> **WRITTEN PROBLEM**:
Write the data below out exactly as it stands. Do not include the pictures.

BEGIN EXERCISE MATERIALS

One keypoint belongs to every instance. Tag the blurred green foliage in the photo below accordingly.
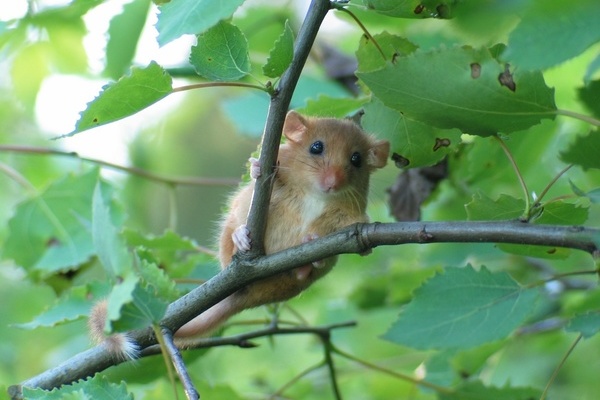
(74, 231)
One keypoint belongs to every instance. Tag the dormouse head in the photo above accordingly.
(330, 155)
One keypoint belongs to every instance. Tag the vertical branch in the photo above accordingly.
(278, 108)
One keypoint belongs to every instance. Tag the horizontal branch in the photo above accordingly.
(357, 238)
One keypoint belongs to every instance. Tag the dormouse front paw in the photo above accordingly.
(254, 167)
(241, 238)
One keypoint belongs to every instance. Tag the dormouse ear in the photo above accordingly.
(378, 154)
(295, 126)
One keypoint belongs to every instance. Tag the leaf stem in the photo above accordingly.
(219, 84)
(17, 177)
(527, 211)
(581, 117)
(552, 182)
(191, 181)
(559, 366)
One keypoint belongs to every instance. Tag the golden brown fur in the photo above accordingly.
(313, 195)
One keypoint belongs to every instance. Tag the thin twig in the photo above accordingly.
(354, 239)
(17, 177)
(581, 117)
(526, 213)
(166, 357)
(188, 386)
(328, 349)
(295, 379)
(191, 181)
(219, 84)
(404, 377)
(244, 340)
(280, 101)
(552, 182)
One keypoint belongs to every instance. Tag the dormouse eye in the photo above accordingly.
(356, 159)
(316, 147)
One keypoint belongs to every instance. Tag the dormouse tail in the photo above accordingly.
(120, 345)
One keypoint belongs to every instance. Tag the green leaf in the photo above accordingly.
(505, 207)
(146, 307)
(589, 95)
(51, 232)
(551, 32)
(562, 213)
(587, 324)
(71, 306)
(591, 70)
(412, 8)
(332, 106)
(461, 88)
(169, 240)
(121, 295)
(110, 246)
(130, 94)
(476, 391)
(584, 151)
(157, 278)
(221, 53)
(463, 308)
(180, 17)
(553, 253)
(370, 58)
(417, 144)
(593, 195)
(280, 56)
(97, 387)
(123, 35)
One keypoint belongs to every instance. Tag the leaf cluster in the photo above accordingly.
(472, 85)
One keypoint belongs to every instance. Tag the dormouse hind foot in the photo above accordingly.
(308, 238)
(241, 238)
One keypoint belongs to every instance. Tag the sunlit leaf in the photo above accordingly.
(463, 88)
(504, 208)
(130, 94)
(584, 151)
(74, 304)
(180, 17)
(221, 53)
(332, 107)
(146, 307)
(593, 195)
(123, 35)
(416, 143)
(463, 308)
(51, 232)
(281, 54)
(369, 56)
(551, 32)
(109, 245)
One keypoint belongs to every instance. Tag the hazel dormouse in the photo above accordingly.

END EXERCISE MATERIALS

> **RESPONSE TO THIS EXERCISE**:
One keypoint belongs to every instance. Tag the blurred green foliage in the photo below accordingly.
(74, 231)
One keypoint belongs to every instance. Tag the dormouse head in the photo above accordingly.
(330, 155)
One keypoint belongs to every instance. Tag the vertical branch in the photo above accordingly.
(278, 108)
One keypoint belongs to every instance. Tag the horizontal branch in the photo above accordingly.
(357, 238)
One keypoint belongs to every instance. Tag the dormouse front paw in the photo above accordingly.
(254, 167)
(241, 238)
One keypoint belongs to every instance. Tag the dormouse ear in the photo above accordingly.
(378, 154)
(295, 126)
One keypoint belongs to every instance. Tag the leaf stem in the photo above accordingly.
(219, 84)
(17, 177)
(527, 211)
(581, 117)
(552, 182)
(191, 181)
(559, 366)
One keypoint belongs to every instance. Tag the golden brown fur in the photo above accordingly.
(313, 195)
One keypoint belongs to every instance. Tag the thin twig in the photo above accordingly.
(354, 239)
(17, 177)
(581, 117)
(526, 213)
(166, 357)
(188, 386)
(328, 349)
(295, 379)
(191, 181)
(219, 84)
(404, 377)
(244, 340)
(280, 101)
(552, 182)
One keypoint belongs to every instance. Tag the dormouse eye in the photo above accordingly.
(356, 159)
(316, 147)
One keypoint belongs to every instance. Tag the dormouse tail in the photo above accordingly.
(120, 345)
One keypoint belongs to every instance. Tag the green leaf in the photo above accordingly.
(505, 207)
(146, 307)
(589, 95)
(51, 232)
(551, 32)
(562, 213)
(587, 324)
(71, 306)
(591, 70)
(412, 8)
(332, 106)
(461, 88)
(169, 240)
(121, 295)
(110, 246)
(130, 94)
(476, 391)
(584, 151)
(157, 278)
(221, 53)
(463, 308)
(180, 17)
(553, 253)
(370, 58)
(417, 144)
(593, 195)
(280, 56)
(97, 387)
(123, 35)
One keypoint belongs to every instance. Tag the leaf cluster in the photo above accordingly.
(472, 85)
One keypoint belongs to every instance. Tag the dormouse hind foot in the photo above accordingly.
(308, 238)
(241, 238)
One keypoint belongs to every instance. Tag the sunlit leaf in the photo above accordingly.
(463, 88)
(504, 208)
(130, 94)
(584, 151)
(74, 304)
(180, 17)
(221, 53)
(332, 107)
(146, 307)
(593, 195)
(123, 35)
(416, 143)
(463, 308)
(51, 232)
(281, 54)
(369, 56)
(551, 32)
(109, 245)
One keypoint belongs to every instance. Tag the hazel dormouse in the photo above accordingly.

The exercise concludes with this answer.